### TO BE DONE
Pick out each line in the material below that contains the word "reflection", and copy those lines.

### DATA LINES
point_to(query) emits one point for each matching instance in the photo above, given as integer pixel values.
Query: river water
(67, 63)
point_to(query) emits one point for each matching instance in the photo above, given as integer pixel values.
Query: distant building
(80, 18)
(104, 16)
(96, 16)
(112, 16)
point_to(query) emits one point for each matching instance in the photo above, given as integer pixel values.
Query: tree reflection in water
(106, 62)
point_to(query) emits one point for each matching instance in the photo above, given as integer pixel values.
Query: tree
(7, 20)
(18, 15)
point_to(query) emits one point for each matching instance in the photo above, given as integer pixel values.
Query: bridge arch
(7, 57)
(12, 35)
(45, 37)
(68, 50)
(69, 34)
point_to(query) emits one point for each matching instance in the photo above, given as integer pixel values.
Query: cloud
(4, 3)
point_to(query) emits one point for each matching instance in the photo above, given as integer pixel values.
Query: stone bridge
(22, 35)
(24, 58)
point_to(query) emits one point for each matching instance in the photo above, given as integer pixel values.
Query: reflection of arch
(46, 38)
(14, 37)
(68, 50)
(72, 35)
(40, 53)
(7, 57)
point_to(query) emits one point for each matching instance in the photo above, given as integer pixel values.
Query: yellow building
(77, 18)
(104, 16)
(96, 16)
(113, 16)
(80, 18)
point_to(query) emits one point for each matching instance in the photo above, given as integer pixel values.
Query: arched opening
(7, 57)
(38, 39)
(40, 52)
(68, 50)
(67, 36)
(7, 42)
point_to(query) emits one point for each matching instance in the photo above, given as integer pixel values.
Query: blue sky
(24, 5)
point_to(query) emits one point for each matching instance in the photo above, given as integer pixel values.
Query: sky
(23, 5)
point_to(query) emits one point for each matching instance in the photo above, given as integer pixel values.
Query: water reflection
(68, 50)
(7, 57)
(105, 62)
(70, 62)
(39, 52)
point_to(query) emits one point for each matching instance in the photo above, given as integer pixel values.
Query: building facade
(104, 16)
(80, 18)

### CORRECT ANSWER
Query: tree reflection in water
Query: reflection of arch
Query: water reflection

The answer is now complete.